→ **What to work on**: What is needed is every line of the data that includes the word "below". Please copy each one.

Saved entries

──────

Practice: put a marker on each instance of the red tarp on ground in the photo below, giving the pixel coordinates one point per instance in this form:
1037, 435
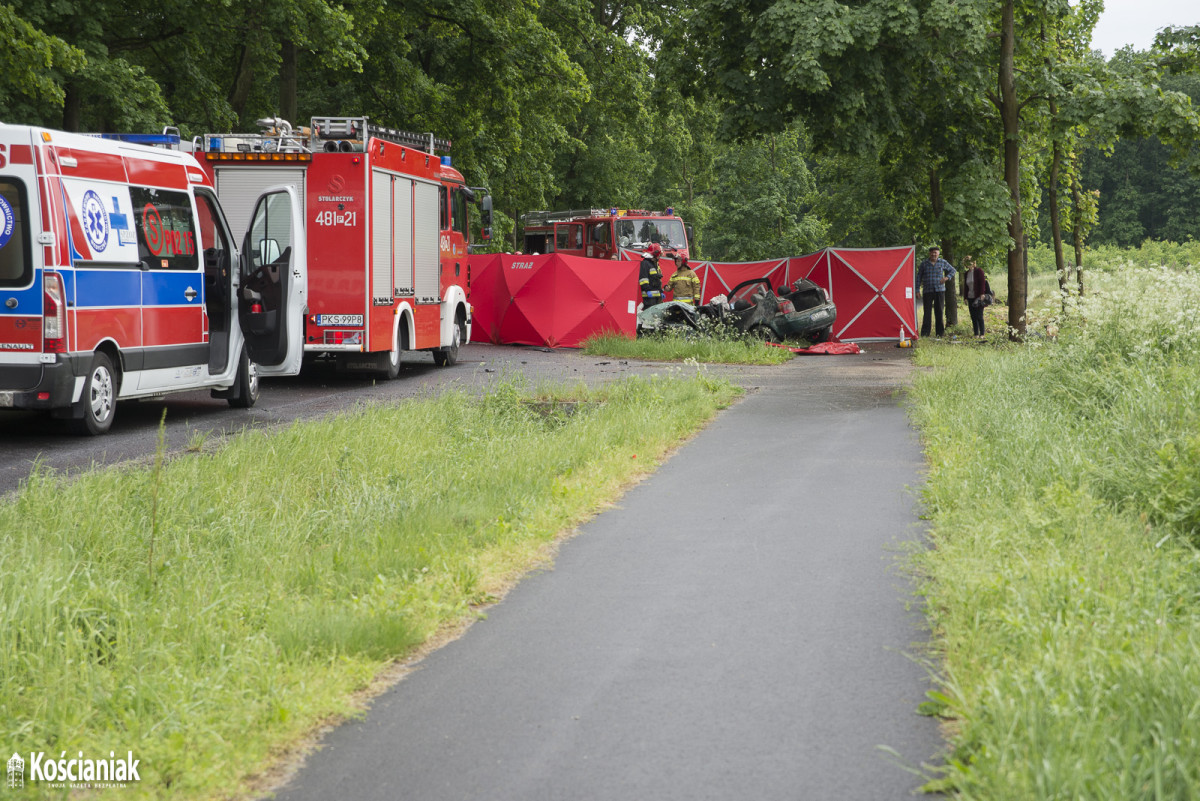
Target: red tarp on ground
559, 300
823, 349
550, 300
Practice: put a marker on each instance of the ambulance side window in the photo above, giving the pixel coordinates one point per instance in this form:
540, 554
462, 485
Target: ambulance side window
16, 260
166, 229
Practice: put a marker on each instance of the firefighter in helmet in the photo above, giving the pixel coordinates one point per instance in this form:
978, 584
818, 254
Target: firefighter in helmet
649, 276
685, 283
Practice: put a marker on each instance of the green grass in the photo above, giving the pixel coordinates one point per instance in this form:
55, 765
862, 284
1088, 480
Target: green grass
280, 572
706, 350
1063, 578
1105, 258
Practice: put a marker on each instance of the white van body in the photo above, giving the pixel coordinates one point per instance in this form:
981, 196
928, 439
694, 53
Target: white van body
120, 278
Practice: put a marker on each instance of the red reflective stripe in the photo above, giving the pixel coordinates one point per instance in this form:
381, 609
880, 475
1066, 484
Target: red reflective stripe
21, 155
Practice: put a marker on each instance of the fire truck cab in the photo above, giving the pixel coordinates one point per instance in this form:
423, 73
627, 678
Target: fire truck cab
387, 229
604, 233
120, 278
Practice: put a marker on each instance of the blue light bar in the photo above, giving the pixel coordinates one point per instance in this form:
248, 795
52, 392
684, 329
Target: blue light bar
143, 138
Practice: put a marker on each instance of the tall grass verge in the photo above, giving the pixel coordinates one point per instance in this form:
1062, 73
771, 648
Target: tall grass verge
289, 567
1063, 579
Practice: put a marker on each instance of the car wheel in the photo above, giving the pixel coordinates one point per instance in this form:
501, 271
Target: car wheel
99, 399
245, 387
449, 356
765, 333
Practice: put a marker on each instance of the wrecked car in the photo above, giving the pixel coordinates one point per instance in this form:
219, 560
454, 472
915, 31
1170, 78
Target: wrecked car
802, 311
669, 315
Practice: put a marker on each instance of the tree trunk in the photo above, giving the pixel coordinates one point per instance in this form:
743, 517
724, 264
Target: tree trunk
288, 103
72, 107
1055, 223
1078, 226
243, 82
1009, 114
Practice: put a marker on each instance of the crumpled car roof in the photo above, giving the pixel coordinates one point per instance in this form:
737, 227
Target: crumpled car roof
669, 315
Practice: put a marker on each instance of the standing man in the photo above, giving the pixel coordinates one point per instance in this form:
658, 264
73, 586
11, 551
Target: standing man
931, 277
649, 276
685, 283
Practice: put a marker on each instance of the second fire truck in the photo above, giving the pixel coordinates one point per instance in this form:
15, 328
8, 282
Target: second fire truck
387, 228
604, 233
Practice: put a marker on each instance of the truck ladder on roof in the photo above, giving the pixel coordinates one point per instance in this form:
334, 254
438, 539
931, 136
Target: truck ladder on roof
354, 127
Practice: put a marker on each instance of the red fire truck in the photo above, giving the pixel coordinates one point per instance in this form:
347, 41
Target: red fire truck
387, 232
604, 233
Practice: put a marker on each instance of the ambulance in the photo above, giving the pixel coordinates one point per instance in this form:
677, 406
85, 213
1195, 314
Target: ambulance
120, 278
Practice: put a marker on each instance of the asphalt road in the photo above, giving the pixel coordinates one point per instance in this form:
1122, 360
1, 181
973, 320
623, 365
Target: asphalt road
736, 628
29, 438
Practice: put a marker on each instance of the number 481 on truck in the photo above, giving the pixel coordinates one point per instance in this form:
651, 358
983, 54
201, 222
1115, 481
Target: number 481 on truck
387, 230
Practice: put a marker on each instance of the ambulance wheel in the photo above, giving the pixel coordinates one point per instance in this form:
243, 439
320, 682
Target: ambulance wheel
449, 356
99, 401
245, 387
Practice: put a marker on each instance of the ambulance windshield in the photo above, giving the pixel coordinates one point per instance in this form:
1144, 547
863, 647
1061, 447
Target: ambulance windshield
15, 256
636, 234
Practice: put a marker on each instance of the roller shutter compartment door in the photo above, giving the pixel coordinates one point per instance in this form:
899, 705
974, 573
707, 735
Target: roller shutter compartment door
425, 244
381, 239
402, 211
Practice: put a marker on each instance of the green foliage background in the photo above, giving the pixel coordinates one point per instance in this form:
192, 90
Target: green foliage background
784, 127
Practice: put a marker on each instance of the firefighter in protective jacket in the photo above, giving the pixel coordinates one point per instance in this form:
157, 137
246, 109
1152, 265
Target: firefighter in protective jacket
685, 283
649, 277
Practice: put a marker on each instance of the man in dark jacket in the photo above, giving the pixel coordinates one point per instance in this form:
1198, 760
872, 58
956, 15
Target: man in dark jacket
649, 277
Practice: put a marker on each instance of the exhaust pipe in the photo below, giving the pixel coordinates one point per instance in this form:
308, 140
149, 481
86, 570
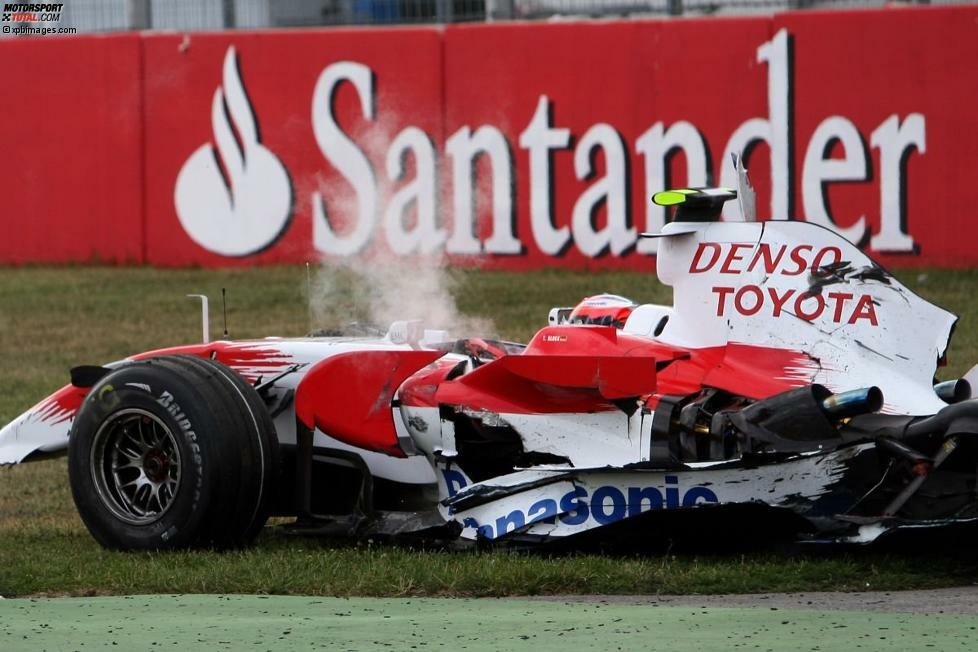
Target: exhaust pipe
853, 402
953, 391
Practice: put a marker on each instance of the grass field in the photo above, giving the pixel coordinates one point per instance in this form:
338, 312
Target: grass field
54, 318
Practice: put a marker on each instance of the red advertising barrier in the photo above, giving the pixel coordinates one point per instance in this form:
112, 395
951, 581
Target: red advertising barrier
513, 146
249, 137
71, 134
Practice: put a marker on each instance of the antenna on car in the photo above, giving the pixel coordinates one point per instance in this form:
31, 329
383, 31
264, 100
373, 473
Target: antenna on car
309, 295
224, 309
204, 318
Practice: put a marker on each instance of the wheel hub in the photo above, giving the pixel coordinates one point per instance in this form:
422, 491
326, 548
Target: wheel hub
136, 466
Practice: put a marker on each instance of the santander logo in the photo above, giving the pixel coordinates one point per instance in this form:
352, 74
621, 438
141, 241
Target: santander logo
234, 197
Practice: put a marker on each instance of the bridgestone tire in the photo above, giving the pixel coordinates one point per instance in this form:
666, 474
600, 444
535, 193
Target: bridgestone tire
171, 453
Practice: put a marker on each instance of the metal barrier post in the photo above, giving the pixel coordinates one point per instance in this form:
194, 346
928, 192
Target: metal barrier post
227, 13
140, 16
443, 11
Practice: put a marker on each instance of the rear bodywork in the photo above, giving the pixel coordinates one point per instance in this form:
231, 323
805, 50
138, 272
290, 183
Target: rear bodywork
792, 378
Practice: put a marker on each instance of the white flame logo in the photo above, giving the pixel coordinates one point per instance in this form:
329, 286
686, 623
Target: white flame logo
235, 200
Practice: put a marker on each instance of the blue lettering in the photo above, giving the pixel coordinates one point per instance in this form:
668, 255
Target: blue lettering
694, 495
599, 506
572, 503
636, 496
607, 504
515, 518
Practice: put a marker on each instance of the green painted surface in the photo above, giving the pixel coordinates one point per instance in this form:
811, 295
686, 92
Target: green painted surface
296, 623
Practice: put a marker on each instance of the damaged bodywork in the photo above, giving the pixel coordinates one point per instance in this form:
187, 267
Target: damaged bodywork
792, 377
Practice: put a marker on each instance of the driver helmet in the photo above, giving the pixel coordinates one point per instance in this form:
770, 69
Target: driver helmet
603, 310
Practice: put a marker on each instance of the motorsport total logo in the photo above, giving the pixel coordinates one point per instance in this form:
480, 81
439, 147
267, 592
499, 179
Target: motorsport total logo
14, 12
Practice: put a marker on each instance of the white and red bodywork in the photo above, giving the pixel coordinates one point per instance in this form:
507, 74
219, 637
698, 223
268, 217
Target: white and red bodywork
759, 309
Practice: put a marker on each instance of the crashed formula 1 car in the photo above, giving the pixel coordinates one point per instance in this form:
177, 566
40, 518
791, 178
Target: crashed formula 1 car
792, 379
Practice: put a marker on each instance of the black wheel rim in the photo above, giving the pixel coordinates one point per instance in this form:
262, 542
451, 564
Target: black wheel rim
135, 465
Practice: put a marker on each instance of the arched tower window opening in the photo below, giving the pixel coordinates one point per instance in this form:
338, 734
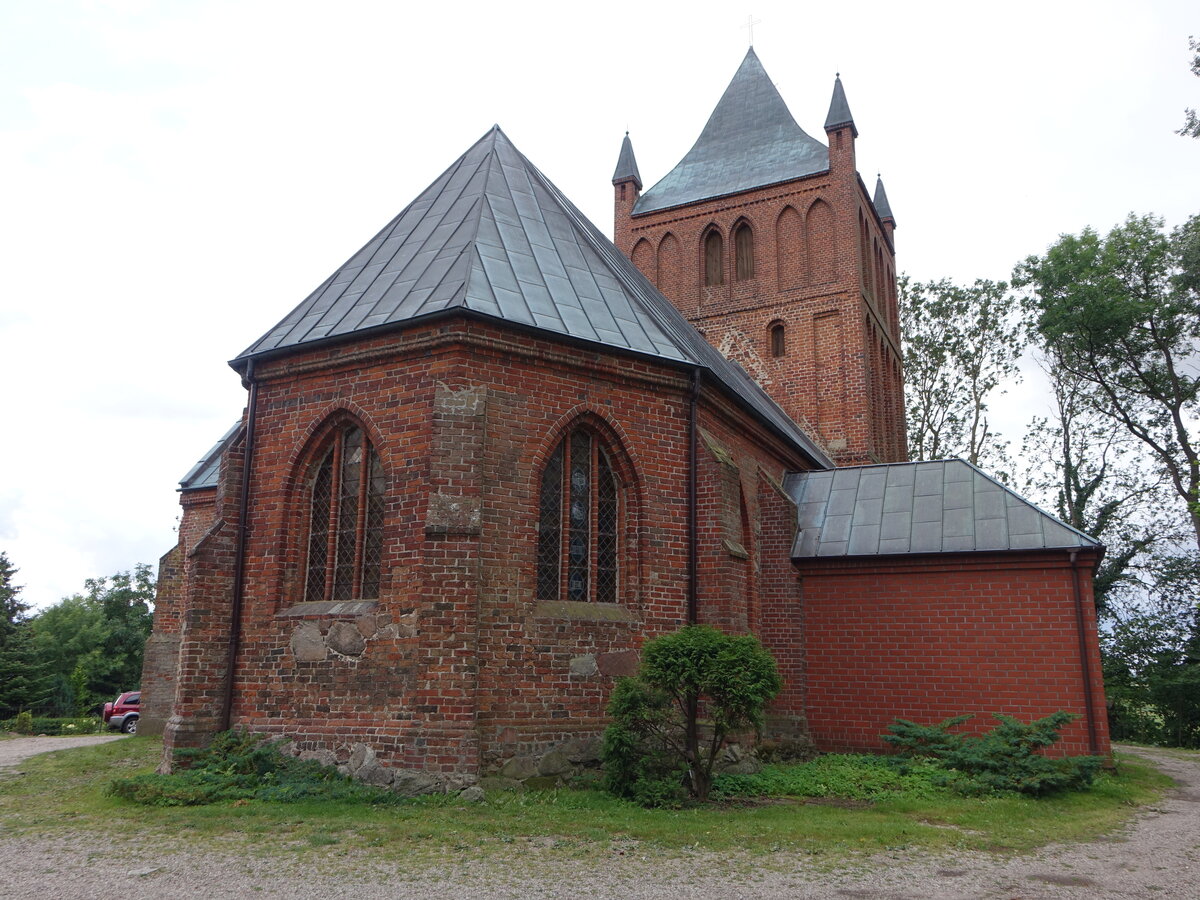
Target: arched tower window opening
743, 251
346, 499
778, 340
714, 259
579, 523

──────

→ **Task answer**:
Practice: put a marker on each instance of the red tarp on ground in the photo below, giving the pixel coordinates one point per instance in this form:
Practice: put a marker on each instance of the exhaust pipe in the photo below, giving the pixel coordinates one point per instance in this form:
Practice: put a marker on each instance of the arched tower window opening in the photo below, giving the pixel coordinates one point per instance in this form:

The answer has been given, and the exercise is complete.